Excerpts from point annotation records
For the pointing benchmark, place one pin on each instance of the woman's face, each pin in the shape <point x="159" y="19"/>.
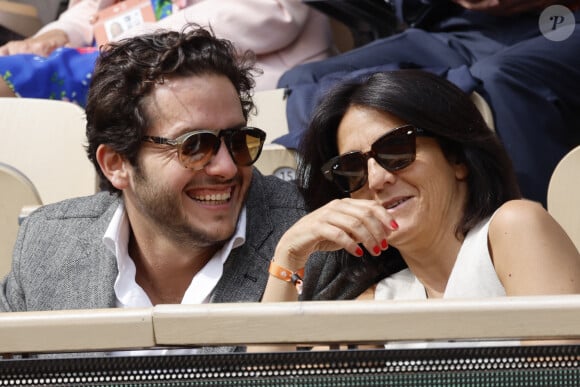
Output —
<point x="428" y="195"/>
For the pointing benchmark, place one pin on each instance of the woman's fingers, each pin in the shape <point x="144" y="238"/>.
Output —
<point x="350" y="224"/>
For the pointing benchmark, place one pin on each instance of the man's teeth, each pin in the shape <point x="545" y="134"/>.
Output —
<point x="393" y="205"/>
<point x="214" y="197"/>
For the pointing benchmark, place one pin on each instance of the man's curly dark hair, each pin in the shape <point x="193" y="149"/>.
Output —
<point x="126" y="72"/>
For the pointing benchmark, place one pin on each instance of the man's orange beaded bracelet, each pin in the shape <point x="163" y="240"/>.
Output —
<point x="294" y="277"/>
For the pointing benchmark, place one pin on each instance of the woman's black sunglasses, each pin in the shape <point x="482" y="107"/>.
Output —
<point x="393" y="151"/>
<point x="195" y="149"/>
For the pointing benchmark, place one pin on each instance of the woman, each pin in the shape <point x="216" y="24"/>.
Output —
<point x="401" y="170"/>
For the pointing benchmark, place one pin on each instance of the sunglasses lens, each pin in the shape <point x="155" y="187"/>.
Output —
<point x="197" y="149"/>
<point x="245" y="145"/>
<point x="396" y="150"/>
<point x="349" y="171"/>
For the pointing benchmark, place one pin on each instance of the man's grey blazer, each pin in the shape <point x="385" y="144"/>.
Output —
<point x="60" y="261"/>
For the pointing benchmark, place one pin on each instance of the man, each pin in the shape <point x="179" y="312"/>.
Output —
<point x="183" y="216"/>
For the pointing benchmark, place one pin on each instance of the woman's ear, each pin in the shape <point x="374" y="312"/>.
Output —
<point x="461" y="171"/>
<point x="114" y="166"/>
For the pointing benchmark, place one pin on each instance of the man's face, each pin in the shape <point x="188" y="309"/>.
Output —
<point x="189" y="206"/>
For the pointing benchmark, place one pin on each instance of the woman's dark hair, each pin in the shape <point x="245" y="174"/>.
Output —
<point x="427" y="101"/>
<point x="127" y="71"/>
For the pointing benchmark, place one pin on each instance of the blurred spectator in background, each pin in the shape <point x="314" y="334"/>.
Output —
<point x="57" y="62"/>
<point x="520" y="55"/>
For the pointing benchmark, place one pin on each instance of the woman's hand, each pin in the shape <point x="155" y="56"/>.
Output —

**What the exercise asks**
Write out all of the records above word for word, omitting the pictures.

**Answer to this task**
For the pointing benchmark, place one pin on each instance of the woman's face, each pin in the shape <point x="159" y="19"/>.
Output —
<point x="428" y="195"/>
For the pointing benchmark, place one pin on each instance of the woman's fingers, each pin in the shape <point x="144" y="238"/>.
Output —
<point x="350" y="224"/>
For the pointing benchmark, place one pin on each instance of the man's teeth, each pin in the shape <point x="545" y="134"/>.
Output —
<point x="393" y="205"/>
<point x="214" y="197"/>
For the pointing benchmark, place one pin on each instance of the man's curly dark hair, each pin in the shape <point x="193" y="149"/>.
Output —
<point x="126" y="72"/>
For the pointing benchmark, place one pin on each instance of the man's orange beaded bracelet, each pin in the shape <point x="163" y="240"/>.
Output —
<point x="294" y="277"/>
For the pointing benchmark, place one pin on each instance of the woman's black sunglasses, each pin in the shape <point x="482" y="107"/>.
Output —
<point x="393" y="151"/>
<point x="195" y="149"/>
For the pointing benchmark, place one pin on each instance of the woman, each pin in the shape <point x="216" y="24"/>.
Output —
<point x="401" y="170"/>
For the pointing benchmark, place one pin on each instance of the sunglasses lens, each pin in the shape <point x="155" y="187"/>.
Output —
<point x="197" y="149"/>
<point x="245" y="145"/>
<point x="396" y="150"/>
<point x="349" y="171"/>
For the pointing benchmark, place one pin on each instance of the man's grey blazer, each pin in the shape <point x="385" y="144"/>.
Output —
<point x="60" y="261"/>
For the pointing benchmark, place one pin on each instance of the man, each pin in the shape <point x="179" y="312"/>.
Output —
<point x="183" y="216"/>
For the pointing benchmark, place one pin on each instance of the woman's ear, each pin in the shape <point x="374" y="312"/>.
Output —
<point x="461" y="171"/>
<point x="114" y="166"/>
For the pointing benchmark, place one pin on each instance of the man's face, each pin in the shape <point x="188" y="309"/>.
Output —
<point x="189" y="206"/>
For the pointing benchmark, place one pin on each instance of the woman's dark hair, each pin in the shape <point x="245" y="174"/>.
Output —
<point x="427" y="101"/>
<point x="127" y="71"/>
For the pointing benchmark, place one pin on each instance of the blurred spectator in background, each pin in the shape <point x="314" y="334"/>.
Output —
<point x="57" y="62"/>
<point x="520" y="55"/>
For the pointing benchmark, place one pin on each instance of the woman's hand, each pin in the shape <point x="155" y="56"/>.
Output —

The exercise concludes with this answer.